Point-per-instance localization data
►

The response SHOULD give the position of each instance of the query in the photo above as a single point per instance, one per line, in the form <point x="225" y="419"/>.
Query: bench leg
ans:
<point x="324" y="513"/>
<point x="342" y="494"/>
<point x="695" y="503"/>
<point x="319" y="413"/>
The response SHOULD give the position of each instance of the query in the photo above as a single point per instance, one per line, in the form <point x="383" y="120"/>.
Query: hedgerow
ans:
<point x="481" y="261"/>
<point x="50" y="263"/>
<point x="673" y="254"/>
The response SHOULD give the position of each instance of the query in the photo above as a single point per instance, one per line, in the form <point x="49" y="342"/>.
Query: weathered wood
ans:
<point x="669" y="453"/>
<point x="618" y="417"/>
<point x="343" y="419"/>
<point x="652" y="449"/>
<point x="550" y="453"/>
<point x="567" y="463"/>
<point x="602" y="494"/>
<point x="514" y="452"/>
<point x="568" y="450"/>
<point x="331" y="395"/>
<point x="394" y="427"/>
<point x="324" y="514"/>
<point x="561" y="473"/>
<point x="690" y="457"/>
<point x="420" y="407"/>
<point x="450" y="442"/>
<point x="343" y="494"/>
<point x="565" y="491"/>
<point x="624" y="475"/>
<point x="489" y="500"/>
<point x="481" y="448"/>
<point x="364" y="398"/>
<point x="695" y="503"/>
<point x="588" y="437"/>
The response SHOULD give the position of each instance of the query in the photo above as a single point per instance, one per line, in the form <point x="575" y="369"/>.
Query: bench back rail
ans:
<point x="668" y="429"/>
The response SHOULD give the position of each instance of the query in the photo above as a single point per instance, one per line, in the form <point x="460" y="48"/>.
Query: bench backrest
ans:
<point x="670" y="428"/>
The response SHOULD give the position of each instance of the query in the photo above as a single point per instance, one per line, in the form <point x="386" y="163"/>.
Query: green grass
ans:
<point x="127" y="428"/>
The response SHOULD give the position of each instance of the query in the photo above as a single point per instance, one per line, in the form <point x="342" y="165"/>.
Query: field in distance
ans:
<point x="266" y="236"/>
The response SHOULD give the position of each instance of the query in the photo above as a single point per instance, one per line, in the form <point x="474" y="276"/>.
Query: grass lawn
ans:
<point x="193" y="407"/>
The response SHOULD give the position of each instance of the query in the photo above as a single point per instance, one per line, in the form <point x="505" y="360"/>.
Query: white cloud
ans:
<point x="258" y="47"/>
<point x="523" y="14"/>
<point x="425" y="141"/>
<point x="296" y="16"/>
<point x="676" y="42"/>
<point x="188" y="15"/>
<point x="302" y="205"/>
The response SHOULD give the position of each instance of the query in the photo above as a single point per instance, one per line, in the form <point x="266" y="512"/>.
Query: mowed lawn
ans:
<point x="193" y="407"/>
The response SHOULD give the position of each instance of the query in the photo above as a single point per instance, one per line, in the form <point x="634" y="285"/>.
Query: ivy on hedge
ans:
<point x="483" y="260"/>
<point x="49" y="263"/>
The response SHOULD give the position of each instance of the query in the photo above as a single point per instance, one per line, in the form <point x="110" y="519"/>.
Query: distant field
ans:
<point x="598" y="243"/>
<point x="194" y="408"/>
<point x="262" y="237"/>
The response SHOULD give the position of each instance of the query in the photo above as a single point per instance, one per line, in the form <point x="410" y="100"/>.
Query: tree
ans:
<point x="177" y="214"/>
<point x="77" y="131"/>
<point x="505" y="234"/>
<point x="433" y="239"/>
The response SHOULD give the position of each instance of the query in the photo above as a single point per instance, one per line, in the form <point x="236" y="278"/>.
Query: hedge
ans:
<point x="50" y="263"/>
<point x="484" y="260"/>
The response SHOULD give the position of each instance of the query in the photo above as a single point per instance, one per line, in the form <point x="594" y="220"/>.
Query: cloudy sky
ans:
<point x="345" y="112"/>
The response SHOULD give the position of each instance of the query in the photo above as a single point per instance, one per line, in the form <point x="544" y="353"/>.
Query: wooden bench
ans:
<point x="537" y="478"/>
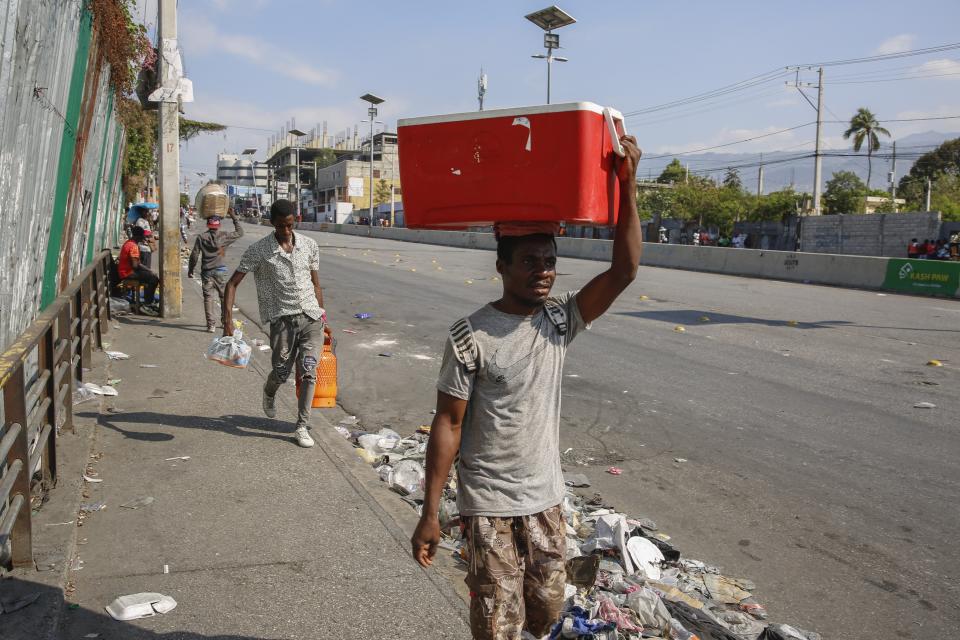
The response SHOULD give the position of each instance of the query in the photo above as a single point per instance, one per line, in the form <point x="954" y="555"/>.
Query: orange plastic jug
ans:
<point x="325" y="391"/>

◄

(Task brief): Copy each entry exactly as written. Images should not appear in the copy.

(Written solution):
The response SHOULD give the position of each instance of the query in the photo above as a single point per instance, one per line, in the form <point x="225" y="419"/>.
Query: bench leg
ans:
<point x="324" y="513"/>
<point x="342" y="494"/>
<point x="695" y="503"/>
<point x="319" y="413"/>
The response SHOULD give the position of each instance of the query in the photo above as a single point per instance, one per line, in the form <point x="383" y="120"/>.
Query: hedgerow
ans:
<point x="481" y="261"/>
<point x="50" y="263"/>
<point x="673" y="254"/>
The response SHOULD give the position of each instance of the query in the photo above as a single point per instance, one per line, in the form <point x="49" y="342"/>.
Query: weathered wood
ans:
<point x="669" y="453"/>
<point x="618" y="417"/>
<point x="343" y="419"/>
<point x="652" y="449"/>
<point x="550" y="453"/>
<point x="567" y="463"/>
<point x="602" y="494"/>
<point x="514" y="452"/>
<point x="568" y="450"/>
<point x="331" y="395"/>
<point x="394" y="427"/>
<point x="324" y="514"/>
<point x="561" y="473"/>
<point x="690" y="457"/>
<point x="420" y="407"/>
<point x="450" y="442"/>
<point x="343" y="494"/>
<point x="565" y="491"/>
<point x="624" y="475"/>
<point x="489" y="500"/>
<point x="481" y="448"/>
<point x="364" y="398"/>
<point x="695" y="503"/>
<point x="588" y="437"/>
The response SHOULD give the position of each instance of the query in the photo above as a single point per instance, one per line, in the form <point x="575" y="369"/>.
Query: bench back rail
ans:
<point x="668" y="429"/>
The response SHOULD give the position of each instance of the query in the photo above as a single point per instance, one per line, in the form <point x="460" y="48"/>.
Query: bench backrest
ans:
<point x="670" y="428"/>
The response SHOULD give the position of each instance of the query in the photo above as a single point per instance, one per line, in the form <point x="386" y="163"/>.
Query: green grass
ans:
<point x="127" y="428"/>
The response SHOULD give the position of each instance of the query in the photo above as a single point per instance, one per line, in the form <point x="342" y="165"/>.
Query: field in distance
ans:
<point x="266" y="236"/>
The response SHOULD give the position of each instance of the query in the photo above as a single point per instance, one per line, in the form <point x="474" y="276"/>.
Query: grass lawn
ans:
<point x="193" y="407"/>
The response SHOULD give the position of each instance of the query in the photo above as a single point per instance, one per line, in the form <point x="505" y="360"/>.
Query: white cloud
ans:
<point x="258" y="47"/>
<point x="523" y="14"/>
<point x="425" y="141"/>
<point x="296" y="16"/>
<point x="676" y="42"/>
<point x="188" y="15"/>
<point x="302" y="205"/>
The response SHOULD give the position of each instance of the query in the photo above as a single point per instance, one per line, in the form <point x="266" y="512"/>.
Query: mowed lawn
ans:
<point x="193" y="407"/>
The response SHOULD give the position of each instance of the query in the photo above as a single point per instance, one per line, in the form <point x="634" y="285"/>.
Query: ivy on hedge
ans:
<point x="483" y="260"/>
<point x="49" y="263"/>
The response SHOULD give the position of each instance of the query in the photo above as a single point per instance, one per line, in the form <point x="110" y="519"/>.
Query: distant field
ans:
<point x="598" y="243"/>
<point x="194" y="408"/>
<point x="262" y="237"/>
The response SHOULD give the position of each instance of the query in the photo above as a single point per instance, one per line, in the form <point x="410" y="100"/>.
Query: tree
ans:
<point x="177" y="214"/>
<point x="77" y="131"/>
<point x="505" y="234"/>
<point x="433" y="239"/>
The response SHOULD give the position of each instance of the query in the photo above as a single point per instance, one per line, in the form <point x="236" y="278"/>.
Query: hedge
ans:
<point x="50" y="263"/>
<point x="484" y="260"/>
The response SHOULD give the position of each instance of the query in the photo above as a single point per instance, one per line, in the form <point x="594" y="220"/>.
Query: cloudy sky
ans:
<point x="345" y="112"/>
The response SHOULD give the position of each instance of the query in the photo above as a single point per instance, one per line, in the form <point x="544" y="353"/>.
Query: wooden bench
ans:
<point x="537" y="478"/>
The response SHOULD give the position of each instance of the query in the photo above as a single point per instance, one per line, in the form <point x="954" y="555"/>.
Query: orange plastic jug
ans:
<point x="325" y="391"/>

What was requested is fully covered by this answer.